Extract to read —
******

Micoe Heat Pump - A Dead Loss
All I can do is warn everyone here away from Micoe heat pumps, wherever in the world you are.
I've figured out a number of problems. First, its control of the three-way valve (DHW or hydronic) is backward from others, so I had to replumb the 1" lines, swapping the roles of DHW and hydronic. This is a Euro valve so requires 230vAC, so I send it L1 and L2 to blue and brown. Black is the control, so it needs connected to its opposite (L1 or L2, depending on how the outside is wired. Bottom line: now the infernal heat pump appropriately switches the valve according to whether I select DHW or hydronic, or both.
I actually got the damned thing to heat the house for several days in hydronic mode, after purging tiny bits of air using scores of gallons of water. But the need for a shower became intense. I switched it to DHW and oh, I heard air. Purged and purged and purged, but it still faults on 'water flow' switch.
It is hyper-sensitive to air in the system and faults. It has an air purge, and I have an air purge, but they're not enough. Either the cheap-arse pump can not prime when a few bubbles, or the flow switch is badly located.

******

Directions —
a. According to the heat pump post, what voltage does the three-way valve require?
b. For each statement, say whether it agrees with the heat pump post, and quote the deciding words: (i) The heat pump heated the house for several days in hydronic mode. (ii) The 1" lines were replumbed. (iii) The heat pump has no air purge of its own.
c. Transcribe from the heat pump post the stretch from "I actually got" through "on 'water flow' switch.".

Extracted rows
******

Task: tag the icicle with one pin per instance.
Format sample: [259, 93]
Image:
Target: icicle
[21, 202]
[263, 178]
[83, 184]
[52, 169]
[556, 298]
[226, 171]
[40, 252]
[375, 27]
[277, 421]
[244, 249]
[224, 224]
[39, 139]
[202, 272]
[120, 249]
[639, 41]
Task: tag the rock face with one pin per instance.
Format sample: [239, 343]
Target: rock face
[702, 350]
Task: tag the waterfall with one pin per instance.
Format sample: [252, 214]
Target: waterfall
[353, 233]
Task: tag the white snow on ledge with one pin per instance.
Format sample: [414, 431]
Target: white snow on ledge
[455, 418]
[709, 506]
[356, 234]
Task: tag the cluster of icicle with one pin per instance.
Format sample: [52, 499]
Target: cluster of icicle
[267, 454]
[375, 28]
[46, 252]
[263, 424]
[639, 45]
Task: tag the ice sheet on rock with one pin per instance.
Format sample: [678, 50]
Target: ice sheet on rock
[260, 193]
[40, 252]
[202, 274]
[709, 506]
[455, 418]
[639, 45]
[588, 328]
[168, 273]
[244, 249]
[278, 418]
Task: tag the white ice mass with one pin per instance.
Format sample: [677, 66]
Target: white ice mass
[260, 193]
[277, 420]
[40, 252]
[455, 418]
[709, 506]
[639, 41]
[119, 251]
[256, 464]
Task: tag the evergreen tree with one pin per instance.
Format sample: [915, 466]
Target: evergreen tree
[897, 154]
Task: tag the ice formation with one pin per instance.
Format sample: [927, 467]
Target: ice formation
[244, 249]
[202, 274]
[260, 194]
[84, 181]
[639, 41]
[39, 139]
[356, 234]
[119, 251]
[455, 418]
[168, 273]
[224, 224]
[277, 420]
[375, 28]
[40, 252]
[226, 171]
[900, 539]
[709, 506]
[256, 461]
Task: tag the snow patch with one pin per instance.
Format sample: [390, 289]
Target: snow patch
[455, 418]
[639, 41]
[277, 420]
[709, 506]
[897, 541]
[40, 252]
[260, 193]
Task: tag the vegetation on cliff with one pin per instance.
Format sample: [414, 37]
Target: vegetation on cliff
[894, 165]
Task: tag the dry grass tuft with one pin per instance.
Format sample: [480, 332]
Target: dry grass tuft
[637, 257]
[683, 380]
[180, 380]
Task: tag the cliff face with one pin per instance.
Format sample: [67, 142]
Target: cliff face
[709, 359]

******

Expected responses —
a. 230vAC

b.
(i) Yes: "I actually got the damned thing to heat the house for several days in hydronic mode"
(ii) Yes: "I had to replumb the 1" lines"
(iii) No: "It has an air purge"

c.
I actually got the damned thing to heat the house for several days in hydronic mode, after purging tiny bits of air using scores of gallons of water. But the need for a shower became intense. I switched it to DHW and oh, I heard air. Purged and purged and purged, but it still faults on 'water flow' switch.